(Collected data entries)
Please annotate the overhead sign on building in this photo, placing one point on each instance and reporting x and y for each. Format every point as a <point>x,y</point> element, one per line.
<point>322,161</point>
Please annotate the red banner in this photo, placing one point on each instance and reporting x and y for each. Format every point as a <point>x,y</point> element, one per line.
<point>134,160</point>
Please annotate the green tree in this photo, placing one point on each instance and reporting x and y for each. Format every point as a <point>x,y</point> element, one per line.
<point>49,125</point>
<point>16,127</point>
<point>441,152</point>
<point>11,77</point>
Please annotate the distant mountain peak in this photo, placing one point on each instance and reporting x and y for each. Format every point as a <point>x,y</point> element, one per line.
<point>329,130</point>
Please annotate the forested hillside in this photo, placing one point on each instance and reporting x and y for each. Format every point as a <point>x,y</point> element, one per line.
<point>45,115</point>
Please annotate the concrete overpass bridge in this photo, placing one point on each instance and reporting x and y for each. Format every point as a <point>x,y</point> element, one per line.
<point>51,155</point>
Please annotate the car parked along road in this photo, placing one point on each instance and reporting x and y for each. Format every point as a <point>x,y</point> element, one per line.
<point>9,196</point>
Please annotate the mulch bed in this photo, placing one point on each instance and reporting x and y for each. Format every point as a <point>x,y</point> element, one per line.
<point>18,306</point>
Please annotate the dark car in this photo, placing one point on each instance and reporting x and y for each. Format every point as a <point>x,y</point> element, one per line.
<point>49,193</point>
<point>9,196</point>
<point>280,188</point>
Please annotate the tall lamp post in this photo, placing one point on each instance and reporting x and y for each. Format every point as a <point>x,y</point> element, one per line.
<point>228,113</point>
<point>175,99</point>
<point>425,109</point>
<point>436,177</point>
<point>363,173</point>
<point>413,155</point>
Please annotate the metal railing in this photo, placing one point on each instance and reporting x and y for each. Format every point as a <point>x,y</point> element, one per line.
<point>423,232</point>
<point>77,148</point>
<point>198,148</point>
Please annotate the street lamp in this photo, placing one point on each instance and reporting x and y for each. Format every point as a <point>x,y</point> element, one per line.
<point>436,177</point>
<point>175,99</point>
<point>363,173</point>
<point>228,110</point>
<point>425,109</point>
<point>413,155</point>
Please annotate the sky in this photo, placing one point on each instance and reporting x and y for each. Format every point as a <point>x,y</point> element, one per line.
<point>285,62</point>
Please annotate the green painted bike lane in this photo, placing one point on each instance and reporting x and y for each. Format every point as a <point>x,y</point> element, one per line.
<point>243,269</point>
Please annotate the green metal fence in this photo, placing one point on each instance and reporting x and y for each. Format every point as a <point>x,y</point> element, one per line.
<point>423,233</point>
...
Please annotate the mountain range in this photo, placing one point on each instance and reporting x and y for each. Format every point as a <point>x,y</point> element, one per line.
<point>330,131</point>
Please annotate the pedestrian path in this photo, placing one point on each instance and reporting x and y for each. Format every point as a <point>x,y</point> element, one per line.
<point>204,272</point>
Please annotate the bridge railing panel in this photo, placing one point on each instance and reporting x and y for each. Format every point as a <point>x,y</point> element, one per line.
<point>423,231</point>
==
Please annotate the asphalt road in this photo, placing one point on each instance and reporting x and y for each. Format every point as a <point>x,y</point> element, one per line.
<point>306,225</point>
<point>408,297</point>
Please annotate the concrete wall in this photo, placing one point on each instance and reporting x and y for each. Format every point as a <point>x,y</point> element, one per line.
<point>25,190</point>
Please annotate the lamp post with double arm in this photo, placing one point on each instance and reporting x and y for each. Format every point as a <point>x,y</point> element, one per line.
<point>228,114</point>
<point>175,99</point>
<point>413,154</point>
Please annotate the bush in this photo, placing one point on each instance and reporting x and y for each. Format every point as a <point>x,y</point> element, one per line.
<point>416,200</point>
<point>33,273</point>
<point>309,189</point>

#### [EXERCISE REQUIREMENTS]
Write out the lines between the line containing "Please annotate the overhead" and the line containing "<point>134,160</point>", inclusive, reproducing them verbatim.

#### [RESPONSE BELOW]
Please annotate the overhead sign on building in this photo, placing one point on each instance and reporting x and y for each. Format every point as a <point>x,y</point> element, one per line.
<point>322,161</point>
Please annotate the red banner in this photo, placing one point on each instance and reporting x and y for each. Format every point as a <point>x,y</point> element, one per line.
<point>134,160</point>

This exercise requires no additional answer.